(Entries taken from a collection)
---
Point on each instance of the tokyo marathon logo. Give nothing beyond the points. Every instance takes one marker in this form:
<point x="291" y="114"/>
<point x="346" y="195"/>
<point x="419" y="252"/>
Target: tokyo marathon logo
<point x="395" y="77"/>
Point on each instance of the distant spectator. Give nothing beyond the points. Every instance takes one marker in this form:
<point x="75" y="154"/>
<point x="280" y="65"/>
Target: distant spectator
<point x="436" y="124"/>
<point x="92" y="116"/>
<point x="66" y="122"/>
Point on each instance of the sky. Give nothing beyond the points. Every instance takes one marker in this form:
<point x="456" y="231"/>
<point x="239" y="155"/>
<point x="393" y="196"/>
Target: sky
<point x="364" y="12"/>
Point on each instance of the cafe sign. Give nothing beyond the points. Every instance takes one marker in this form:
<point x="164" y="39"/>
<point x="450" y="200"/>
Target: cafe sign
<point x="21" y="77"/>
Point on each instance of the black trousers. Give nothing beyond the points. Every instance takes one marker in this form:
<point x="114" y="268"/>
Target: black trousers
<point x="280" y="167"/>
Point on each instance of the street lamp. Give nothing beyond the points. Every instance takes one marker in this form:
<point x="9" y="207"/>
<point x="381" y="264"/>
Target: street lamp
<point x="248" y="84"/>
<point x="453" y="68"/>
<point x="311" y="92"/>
---
Problem description: Repeat the lines above with every word intact.

Task output:
Point on each instance of the tokyo marathon logo. Give nothing beyond the points. Every instance takes one marker in this form:
<point x="291" y="114"/>
<point x="346" y="195"/>
<point x="419" y="252"/>
Target: tokyo marathon logo
<point x="395" y="77"/>
Point on each instance of the distant spectator. Give nothing beyond the points. Every instance takes one marker in this form:
<point x="75" y="154"/>
<point x="280" y="65"/>
Target: distant spectator
<point x="436" y="124"/>
<point x="92" y="116"/>
<point x="66" y="122"/>
Point on each instance of the sky. Give nothing beyond the points. Every instance takes one marker in this form:
<point x="456" y="231"/>
<point x="239" y="155"/>
<point x="393" y="196"/>
Target: sky
<point x="364" y="12"/>
Point on each instance of the cafe sign. Give nothing beyond the points. Every instance takes one marker in this form:
<point x="164" y="39"/>
<point x="450" y="200"/>
Target: cafe sign
<point x="21" y="77"/>
Point on each instance of the black trousers. Give nothing beyond the points. Every instance takes one marker in this form:
<point x="114" y="268"/>
Target: black trousers
<point x="280" y="167"/>
Point on each instance of the street lamp. Give nothing beyond the points. Every instance takes one marker in this form:
<point x="9" y="207"/>
<point x="381" y="264"/>
Target: street lamp
<point x="248" y="84"/>
<point x="453" y="68"/>
<point x="311" y="92"/>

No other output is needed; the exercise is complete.